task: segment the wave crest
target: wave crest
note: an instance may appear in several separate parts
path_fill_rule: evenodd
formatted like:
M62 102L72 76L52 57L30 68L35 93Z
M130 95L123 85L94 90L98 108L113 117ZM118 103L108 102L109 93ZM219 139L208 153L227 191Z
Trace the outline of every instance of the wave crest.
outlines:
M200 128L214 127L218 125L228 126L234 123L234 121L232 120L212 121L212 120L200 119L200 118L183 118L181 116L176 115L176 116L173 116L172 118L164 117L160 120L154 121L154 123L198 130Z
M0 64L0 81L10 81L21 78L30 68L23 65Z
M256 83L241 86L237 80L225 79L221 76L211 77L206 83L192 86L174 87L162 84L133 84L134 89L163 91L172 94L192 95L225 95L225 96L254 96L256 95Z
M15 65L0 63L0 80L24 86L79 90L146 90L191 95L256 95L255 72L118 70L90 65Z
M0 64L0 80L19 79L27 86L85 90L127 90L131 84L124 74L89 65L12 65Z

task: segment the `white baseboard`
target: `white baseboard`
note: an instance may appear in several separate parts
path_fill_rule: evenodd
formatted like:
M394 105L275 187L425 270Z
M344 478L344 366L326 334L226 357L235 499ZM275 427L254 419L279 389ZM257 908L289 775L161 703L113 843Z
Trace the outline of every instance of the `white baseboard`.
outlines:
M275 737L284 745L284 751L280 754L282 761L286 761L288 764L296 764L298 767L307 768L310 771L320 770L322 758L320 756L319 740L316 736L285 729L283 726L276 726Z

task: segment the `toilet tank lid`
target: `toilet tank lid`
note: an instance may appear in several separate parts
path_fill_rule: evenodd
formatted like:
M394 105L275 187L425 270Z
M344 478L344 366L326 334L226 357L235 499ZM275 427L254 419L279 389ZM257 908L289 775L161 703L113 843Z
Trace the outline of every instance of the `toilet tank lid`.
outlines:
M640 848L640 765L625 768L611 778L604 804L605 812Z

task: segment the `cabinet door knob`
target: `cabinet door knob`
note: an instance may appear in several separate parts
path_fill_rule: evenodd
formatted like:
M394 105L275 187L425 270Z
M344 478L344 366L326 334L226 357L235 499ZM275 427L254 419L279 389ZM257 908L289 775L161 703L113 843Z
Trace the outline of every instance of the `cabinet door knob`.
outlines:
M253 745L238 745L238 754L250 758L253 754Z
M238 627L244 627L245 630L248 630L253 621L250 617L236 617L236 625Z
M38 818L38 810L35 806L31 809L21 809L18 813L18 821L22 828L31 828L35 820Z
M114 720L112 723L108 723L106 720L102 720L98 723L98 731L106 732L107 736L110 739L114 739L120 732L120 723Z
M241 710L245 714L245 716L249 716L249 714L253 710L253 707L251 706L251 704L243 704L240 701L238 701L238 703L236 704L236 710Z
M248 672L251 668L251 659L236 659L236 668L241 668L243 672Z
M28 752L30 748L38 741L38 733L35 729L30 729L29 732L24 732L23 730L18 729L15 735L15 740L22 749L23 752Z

____

Exercise instructions:
Type out again, exactly as written, the lines from the beginning of the material through the one containing "Trace the outline of every instance of the wave".

Reply:
task: segment the wave crest
target: wave crest
note: an instance may appear in several separate parts
path_fill_rule: evenodd
formatted like:
M62 102L72 76L52 57L30 68L35 93Z
M130 95L123 85L94 90L98 108L113 117ZM118 103L108 102L109 93ZM219 139L208 153L227 191Z
Trace the outline of every instance of the wave crest.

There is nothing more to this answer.